Entries from a point annotation set
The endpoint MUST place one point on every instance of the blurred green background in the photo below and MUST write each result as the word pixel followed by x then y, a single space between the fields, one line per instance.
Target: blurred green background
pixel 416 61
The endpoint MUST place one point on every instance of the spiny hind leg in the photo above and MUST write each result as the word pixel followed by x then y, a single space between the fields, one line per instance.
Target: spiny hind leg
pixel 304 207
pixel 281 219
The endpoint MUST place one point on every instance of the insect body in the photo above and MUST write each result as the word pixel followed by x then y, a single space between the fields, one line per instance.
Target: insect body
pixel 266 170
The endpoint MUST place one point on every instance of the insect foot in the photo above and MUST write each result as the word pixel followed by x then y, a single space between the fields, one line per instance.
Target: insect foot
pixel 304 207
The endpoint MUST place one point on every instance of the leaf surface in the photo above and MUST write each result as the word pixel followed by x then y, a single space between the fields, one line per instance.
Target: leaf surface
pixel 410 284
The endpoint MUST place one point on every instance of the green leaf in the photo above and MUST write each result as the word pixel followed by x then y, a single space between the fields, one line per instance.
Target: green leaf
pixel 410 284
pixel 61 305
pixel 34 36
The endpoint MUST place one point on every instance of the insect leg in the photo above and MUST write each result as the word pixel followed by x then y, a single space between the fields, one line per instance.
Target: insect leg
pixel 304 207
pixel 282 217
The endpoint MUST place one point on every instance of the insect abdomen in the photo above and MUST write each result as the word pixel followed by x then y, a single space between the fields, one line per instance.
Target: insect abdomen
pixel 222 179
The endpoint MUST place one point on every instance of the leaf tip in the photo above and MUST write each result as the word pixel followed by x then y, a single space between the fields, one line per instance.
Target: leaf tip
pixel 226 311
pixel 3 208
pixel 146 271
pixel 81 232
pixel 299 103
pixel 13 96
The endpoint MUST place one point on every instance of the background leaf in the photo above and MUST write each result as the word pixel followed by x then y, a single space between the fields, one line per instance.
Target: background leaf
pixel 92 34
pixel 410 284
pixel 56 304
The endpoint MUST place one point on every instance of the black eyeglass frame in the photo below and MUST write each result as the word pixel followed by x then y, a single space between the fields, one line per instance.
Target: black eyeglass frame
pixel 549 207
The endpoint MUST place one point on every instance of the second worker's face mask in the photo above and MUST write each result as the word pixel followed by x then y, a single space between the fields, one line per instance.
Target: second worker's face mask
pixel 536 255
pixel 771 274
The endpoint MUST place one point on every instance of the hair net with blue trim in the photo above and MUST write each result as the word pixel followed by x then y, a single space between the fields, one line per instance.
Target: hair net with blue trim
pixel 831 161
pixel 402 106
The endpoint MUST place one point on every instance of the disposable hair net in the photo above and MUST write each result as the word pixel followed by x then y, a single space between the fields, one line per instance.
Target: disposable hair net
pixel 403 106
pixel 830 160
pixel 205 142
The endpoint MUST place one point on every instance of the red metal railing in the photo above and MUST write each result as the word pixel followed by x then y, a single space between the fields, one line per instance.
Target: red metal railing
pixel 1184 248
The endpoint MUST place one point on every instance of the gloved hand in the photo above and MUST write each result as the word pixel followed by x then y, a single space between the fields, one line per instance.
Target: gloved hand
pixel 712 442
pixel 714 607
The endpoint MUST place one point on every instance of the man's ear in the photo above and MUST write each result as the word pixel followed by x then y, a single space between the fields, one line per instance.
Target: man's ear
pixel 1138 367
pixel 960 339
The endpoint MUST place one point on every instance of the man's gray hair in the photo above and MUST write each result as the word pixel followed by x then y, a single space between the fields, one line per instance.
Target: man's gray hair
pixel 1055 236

● **WRITTEN REQUEST**
Reproduce the lines from the one containing "of the spiny" through the one containing "pixel 281 219", inclusive, swapping "spiny hind leg" for "thorny hind leg" and leaving everything else unchanged.

● **RESPONSE TO THIS EXERCISE**
The endpoint MUST place one point on every instance of the thorny hind leg in the photo above and MUST write each result as the word pixel followed by x then y, a single space between the fields, one line per instance.
Target: thorny hind leg
pixel 304 207
pixel 281 219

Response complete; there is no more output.